BEGIN Data under study

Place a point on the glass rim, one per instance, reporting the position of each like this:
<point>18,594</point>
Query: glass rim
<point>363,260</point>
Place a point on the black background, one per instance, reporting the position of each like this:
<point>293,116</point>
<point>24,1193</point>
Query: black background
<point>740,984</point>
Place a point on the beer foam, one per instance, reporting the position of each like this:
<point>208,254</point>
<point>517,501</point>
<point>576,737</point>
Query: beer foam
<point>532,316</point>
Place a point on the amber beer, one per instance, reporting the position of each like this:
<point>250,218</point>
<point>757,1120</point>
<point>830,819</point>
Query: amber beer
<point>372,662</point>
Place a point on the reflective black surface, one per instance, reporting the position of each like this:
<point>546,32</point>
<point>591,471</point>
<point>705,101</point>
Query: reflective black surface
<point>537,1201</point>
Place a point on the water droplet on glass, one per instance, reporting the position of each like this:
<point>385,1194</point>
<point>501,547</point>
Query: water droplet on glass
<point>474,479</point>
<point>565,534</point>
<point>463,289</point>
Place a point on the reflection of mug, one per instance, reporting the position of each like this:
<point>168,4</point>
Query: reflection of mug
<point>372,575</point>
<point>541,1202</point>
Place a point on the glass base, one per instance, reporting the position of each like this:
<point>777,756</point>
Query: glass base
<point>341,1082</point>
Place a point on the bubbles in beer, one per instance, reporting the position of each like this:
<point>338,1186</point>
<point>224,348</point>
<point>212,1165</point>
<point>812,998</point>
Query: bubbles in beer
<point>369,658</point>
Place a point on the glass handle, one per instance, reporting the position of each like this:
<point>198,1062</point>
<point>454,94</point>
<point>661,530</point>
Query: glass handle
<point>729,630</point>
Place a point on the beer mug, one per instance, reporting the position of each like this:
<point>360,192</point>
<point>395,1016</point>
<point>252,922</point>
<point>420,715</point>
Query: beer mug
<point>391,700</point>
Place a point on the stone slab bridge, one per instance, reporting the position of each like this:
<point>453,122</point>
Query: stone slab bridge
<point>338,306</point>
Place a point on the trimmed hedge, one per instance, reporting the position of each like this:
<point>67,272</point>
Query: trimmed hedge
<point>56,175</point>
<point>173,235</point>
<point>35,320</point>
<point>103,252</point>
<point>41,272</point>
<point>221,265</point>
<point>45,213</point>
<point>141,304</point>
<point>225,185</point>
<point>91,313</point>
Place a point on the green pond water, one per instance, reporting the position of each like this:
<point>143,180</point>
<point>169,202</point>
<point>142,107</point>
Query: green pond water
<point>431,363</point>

END Data under study

**Work required**. Nothing but the complete listing, repeated exactly, belongs in the answer.

**Your solution**.
Place a point on the glass rim, one per instance, reporting the position of each like this:
<point>18,594</point>
Query: glass rim
<point>363,260</point>
Place a point on the black background, one per instance, reporting the position of each like this:
<point>293,116</point>
<point>24,1193</point>
Query: black background
<point>740,984</point>
Place a point on the beer foam, one per instance, reporting the position of each like this:
<point>208,254</point>
<point>517,501</point>
<point>576,737</point>
Query: beer foam
<point>532,316</point>
Place a point on the amber beer, one per instance, reporting the position of each like this:
<point>250,218</point>
<point>757,1120</point>
<point>830,819</point>
Query: amber beer
<point>372,662</point>
Place a point on the reflective black surface, one per instance, reporting the position of each like this:
<point>546,32</point>
<point>591,471</point>
<point>705,101</point>
Query: reflective black surface
<point>537,1201</point>
Place a point on the water droplet on glass, one per instance, reporting the position of each like this:
<point>385,1194</point>
<point>501,547</point>
Query: water droplet on glass
<point>474,479</point>
<point>565,534</point>
<point>463,289</point>
Place a point on the reflection of mug, one per instance, reporting the position of each like this:
<point>168,4</point>
Query: reflection of mug
<point>372,575</point>
<point>541,1202</point>
Place a point on the glass base, one per instance, reporting the position of each like this:
<point>777,756</point>
Query: glass base
<point>341,1082</point>
Place a point on the bubbles in beer, one per instance, reporting the position of each like this:
<point>338,1186</point>
<point>224,348</point>
<point>212,1165</point>
<point>812,998</point>
Query: bubbles in beer
<point>369,658</point>
Place a point on the glass handle, one per instance, reporting the position of each like this:
<point>198,1062</point>
<point>454,94</point>
<point>661,530</point>
Query: glass handle
<point>729,630</point>
Place a point on the beer mug, one per instance, reporting the position of each like this:
<point>360,192</point>
<point>395,1016</point>
<point>252,922</point>
<point>420,715</point>
Query: beer mug
<point>391,700</point>
Place a point on the stone slab bridge, one per instance, reporting the position of each like this:
<point>453,122</point>
Query: stone slab bridge
<point>338,306</point>
Place a point on the trimmed hedge, one per instance, reporting the position of each like this:
<point>67,272</point>
Query: trimmed hedge
<point>56,175</point>
<point>173,235</point>
<point>35,320</point>
<point>103,252</point>
<point>41,272</point>
<point>221,265</point>
<point>45,213</point>
<point>141,304</point>
<point>225,185</point>
<point>91,313</point>
Place a point on the green pond water, one per instance, reporting the position of each like this:
<point>143,180</point>
<point>169,202</point>
<point>142,107</point>
Query: green pond water
<point>431,363</point>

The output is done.